• Your task:
With the line containing "Mark one point on each instance of the black tire" as the first line and the last line of the records as the final one, reproduce that range exactly.

• Task inputs:
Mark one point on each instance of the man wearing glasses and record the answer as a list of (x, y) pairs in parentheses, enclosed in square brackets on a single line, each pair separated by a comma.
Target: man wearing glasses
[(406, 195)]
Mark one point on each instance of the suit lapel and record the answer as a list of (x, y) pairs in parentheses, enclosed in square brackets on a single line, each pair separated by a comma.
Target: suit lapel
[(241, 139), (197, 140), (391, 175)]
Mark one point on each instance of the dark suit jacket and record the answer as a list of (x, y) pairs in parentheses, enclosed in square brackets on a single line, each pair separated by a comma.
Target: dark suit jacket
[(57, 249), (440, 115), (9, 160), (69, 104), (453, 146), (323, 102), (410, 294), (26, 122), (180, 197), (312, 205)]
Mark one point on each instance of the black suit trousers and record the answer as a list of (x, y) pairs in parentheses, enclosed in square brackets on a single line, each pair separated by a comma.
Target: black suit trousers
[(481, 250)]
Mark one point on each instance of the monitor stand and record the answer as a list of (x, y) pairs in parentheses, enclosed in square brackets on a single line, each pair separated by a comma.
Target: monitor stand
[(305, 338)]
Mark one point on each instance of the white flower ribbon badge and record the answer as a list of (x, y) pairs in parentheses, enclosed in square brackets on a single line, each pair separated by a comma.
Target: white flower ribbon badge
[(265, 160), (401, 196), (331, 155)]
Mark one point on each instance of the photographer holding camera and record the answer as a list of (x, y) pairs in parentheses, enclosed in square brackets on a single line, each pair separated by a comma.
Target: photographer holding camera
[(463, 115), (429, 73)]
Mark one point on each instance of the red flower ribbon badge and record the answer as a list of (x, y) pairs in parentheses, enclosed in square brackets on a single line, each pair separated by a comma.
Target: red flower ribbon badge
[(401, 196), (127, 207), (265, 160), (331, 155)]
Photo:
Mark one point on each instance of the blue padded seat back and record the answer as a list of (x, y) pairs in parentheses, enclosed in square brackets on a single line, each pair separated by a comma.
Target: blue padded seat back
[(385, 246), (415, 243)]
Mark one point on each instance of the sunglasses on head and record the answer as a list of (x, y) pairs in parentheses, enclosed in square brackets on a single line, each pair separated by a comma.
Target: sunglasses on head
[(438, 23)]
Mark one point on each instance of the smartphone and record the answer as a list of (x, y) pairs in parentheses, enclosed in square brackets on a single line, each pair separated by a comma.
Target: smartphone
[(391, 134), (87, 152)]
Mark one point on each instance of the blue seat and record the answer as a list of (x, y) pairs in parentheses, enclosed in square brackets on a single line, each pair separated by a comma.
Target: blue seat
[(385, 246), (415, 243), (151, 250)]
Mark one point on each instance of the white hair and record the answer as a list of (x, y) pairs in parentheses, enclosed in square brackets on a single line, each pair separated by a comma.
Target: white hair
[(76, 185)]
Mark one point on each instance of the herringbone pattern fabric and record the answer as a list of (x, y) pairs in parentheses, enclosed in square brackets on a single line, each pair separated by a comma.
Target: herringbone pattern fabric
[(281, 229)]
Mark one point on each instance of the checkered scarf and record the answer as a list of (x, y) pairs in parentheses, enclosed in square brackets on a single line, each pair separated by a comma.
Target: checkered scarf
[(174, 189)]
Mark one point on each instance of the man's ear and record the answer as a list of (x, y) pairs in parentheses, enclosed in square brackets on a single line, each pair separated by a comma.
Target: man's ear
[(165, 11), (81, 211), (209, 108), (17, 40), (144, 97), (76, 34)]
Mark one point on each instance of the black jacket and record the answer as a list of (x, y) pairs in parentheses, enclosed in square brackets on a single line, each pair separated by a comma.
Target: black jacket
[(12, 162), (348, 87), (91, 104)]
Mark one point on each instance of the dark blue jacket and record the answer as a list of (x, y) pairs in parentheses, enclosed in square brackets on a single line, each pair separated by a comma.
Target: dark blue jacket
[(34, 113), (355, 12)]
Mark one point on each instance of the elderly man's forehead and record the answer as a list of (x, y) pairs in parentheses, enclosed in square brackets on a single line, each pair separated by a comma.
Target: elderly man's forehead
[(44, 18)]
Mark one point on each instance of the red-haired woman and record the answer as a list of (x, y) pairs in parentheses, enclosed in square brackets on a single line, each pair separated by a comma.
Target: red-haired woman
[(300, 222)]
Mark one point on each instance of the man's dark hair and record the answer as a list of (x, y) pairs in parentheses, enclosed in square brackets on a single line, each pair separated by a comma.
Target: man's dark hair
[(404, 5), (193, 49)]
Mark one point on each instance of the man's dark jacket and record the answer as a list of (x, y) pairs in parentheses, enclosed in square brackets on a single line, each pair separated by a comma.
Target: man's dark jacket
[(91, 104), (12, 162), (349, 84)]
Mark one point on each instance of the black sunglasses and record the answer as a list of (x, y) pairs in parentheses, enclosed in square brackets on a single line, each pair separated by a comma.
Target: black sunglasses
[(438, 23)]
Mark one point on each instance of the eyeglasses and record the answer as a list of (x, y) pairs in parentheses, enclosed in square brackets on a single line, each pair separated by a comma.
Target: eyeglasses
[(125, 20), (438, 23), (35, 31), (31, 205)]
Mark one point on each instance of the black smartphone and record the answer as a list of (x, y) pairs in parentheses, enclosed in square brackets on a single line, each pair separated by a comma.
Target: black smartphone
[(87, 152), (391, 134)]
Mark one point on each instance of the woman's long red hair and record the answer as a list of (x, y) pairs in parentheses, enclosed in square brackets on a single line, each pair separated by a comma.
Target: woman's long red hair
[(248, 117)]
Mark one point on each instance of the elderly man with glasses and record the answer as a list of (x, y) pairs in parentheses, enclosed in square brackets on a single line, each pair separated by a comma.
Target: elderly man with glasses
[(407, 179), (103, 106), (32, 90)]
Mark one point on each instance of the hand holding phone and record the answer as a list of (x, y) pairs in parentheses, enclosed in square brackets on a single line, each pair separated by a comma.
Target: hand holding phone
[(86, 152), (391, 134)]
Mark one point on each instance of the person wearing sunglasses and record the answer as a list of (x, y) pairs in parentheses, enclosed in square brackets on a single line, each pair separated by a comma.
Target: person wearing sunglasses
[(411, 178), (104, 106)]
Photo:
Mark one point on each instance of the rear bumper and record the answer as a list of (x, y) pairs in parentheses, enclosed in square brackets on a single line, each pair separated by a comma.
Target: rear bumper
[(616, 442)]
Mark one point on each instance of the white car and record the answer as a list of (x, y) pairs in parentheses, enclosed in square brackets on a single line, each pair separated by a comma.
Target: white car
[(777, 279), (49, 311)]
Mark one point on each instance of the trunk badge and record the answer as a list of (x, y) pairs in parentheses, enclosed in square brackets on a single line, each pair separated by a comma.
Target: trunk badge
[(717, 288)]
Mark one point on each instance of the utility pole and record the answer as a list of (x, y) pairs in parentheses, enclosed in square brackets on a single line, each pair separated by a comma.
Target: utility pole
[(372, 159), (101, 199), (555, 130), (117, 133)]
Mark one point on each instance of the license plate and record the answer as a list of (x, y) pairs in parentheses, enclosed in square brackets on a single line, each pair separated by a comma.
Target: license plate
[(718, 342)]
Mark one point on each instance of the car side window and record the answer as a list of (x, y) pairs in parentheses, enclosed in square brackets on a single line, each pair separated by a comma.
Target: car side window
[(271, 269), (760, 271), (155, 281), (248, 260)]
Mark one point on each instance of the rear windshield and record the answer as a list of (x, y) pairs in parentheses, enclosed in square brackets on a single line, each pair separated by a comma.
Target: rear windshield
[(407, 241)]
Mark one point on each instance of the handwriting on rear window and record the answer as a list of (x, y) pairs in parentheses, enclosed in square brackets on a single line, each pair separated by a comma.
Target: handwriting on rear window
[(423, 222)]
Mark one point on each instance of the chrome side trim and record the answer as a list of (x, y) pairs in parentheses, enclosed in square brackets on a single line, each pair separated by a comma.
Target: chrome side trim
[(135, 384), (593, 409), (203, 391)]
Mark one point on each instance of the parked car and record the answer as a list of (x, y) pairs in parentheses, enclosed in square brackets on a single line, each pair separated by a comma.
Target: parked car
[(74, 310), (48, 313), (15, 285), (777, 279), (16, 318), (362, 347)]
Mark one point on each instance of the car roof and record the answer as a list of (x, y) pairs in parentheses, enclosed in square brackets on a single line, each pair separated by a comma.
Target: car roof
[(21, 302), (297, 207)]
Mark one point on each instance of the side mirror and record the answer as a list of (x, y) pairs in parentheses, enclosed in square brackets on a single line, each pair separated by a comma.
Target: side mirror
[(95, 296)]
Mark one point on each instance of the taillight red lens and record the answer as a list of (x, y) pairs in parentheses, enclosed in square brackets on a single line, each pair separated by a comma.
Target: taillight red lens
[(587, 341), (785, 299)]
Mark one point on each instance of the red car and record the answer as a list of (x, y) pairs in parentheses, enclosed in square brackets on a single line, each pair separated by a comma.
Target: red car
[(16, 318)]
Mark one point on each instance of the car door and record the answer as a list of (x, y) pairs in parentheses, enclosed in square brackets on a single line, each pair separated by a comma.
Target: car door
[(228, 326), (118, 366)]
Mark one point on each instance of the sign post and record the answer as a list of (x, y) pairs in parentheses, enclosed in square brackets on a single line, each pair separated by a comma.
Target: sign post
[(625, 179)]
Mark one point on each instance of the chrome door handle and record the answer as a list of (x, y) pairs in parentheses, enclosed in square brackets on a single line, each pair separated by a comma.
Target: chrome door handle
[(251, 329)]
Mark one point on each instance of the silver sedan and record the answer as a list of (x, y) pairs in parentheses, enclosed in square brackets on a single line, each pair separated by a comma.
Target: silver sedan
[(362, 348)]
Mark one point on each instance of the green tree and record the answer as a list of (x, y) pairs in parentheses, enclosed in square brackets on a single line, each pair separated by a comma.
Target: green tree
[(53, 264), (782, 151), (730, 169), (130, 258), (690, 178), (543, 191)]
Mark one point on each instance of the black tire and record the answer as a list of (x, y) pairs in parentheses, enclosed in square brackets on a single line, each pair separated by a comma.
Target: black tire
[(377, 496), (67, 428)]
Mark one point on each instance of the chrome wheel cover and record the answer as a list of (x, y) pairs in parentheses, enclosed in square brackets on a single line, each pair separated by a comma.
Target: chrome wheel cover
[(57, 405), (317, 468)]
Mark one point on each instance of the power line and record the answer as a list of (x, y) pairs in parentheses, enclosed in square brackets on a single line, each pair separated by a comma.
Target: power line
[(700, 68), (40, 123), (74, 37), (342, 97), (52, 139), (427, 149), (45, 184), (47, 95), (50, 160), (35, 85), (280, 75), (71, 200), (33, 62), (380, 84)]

• Task result:
Mark one point on each instance of the black tire and record the answer as a list of (x, y) pairs in parentheses, enclosed in square brackets on a single line, each pair separated by a comma.
Target: black tire
[(377, 496), (67, 428)]
Mark one point on each instance of the chrome wheel cover and record the answer as a list of (x, y) pairs in parentheses, enclosed in square brackets on a single line, each pair separated by a comma.
Target: chrome wheel cover
[(57, 405), (317, 468)]
Mark one point on each instance of the power line and record the answer as a list of (x, y) pairs in parentheses, enclosed in square brackets on a single line, each pair separated by a comma.
Target: power line
[(700, 68), (40, 123), (74, 37), (342, 97), (52, 139), (427, 149), (45, 184), (47, 95), (50, 160), (35, 85), (280, 75), (71, 200), (33, 62), (380, 84)]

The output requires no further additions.